(Saved entries)

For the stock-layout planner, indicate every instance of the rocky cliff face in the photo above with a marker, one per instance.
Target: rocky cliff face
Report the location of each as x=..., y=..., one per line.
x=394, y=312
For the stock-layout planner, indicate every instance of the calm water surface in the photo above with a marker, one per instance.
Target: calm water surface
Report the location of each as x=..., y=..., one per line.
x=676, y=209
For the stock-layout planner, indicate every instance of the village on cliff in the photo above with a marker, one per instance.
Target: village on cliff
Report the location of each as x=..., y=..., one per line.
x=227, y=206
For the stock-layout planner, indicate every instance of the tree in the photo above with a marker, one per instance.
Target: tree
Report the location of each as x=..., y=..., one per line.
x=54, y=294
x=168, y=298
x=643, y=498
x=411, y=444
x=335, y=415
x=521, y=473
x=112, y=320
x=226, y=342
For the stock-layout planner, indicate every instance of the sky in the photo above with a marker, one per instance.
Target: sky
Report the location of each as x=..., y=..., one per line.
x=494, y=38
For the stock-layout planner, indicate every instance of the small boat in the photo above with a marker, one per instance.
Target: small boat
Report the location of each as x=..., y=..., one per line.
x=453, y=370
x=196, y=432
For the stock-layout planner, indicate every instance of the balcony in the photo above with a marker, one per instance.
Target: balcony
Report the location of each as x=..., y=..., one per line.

* What to work on
Rewrite the records above, switching "stock-layout planner" to "scene-layout planner" everywhere and keeping everything else the same.

* Full answer
For the scene-layout planner, indicate every instance of the rocky cliff face in the photo above with a marker, one per instance.
Target: rocky cliff face
Report the location of each as x=..., y=..., one per line.
x=394, y=312
For the scene-layout planner, indicate every instance of the calm water surface in the photo above with a marker, one per instance.
Target: calm water surface
Report the location of each as x=..., y=..., one per line.
x=676, y=209
For the scene-layout planner, indicate every instance of the village on cliff in the photo above with a marker, one per instance.
Target: village on cliff
Report the location of each as x=..., y=..., one per line.
x=227, y=206
For the scene-layout planner, indicate every instance of the tree in the photo above with a marker, one per instance.
Target: tree
Report the location of each as x=..., y=..., one per line.
x=54, y=294
x=168, y=298
x=643, y=498
x=411, y=444
x=335, y=415
x=521, y=473
x=112, y=320
x=226, y=342
For the scene-layout planner, indicate every instance of the sky in the photo above with a marker, one per instance.
Target: sky
Report the location of each as x=..., y=..., one per line.
x=494, y=38
For the scene-layout planner, indicate every instance of the small boat in the photo above with a marker, one per instance.
Target: small boat
Report the location of each as x=..., y=..., one per line.
x=453, y=370
x=196, y=432
For the scene-layout planner, indicate every instance of the balcony in the photo above with a marker, one per instance.
Target: balcony
Report the location of each as x=..., y=..., one per line.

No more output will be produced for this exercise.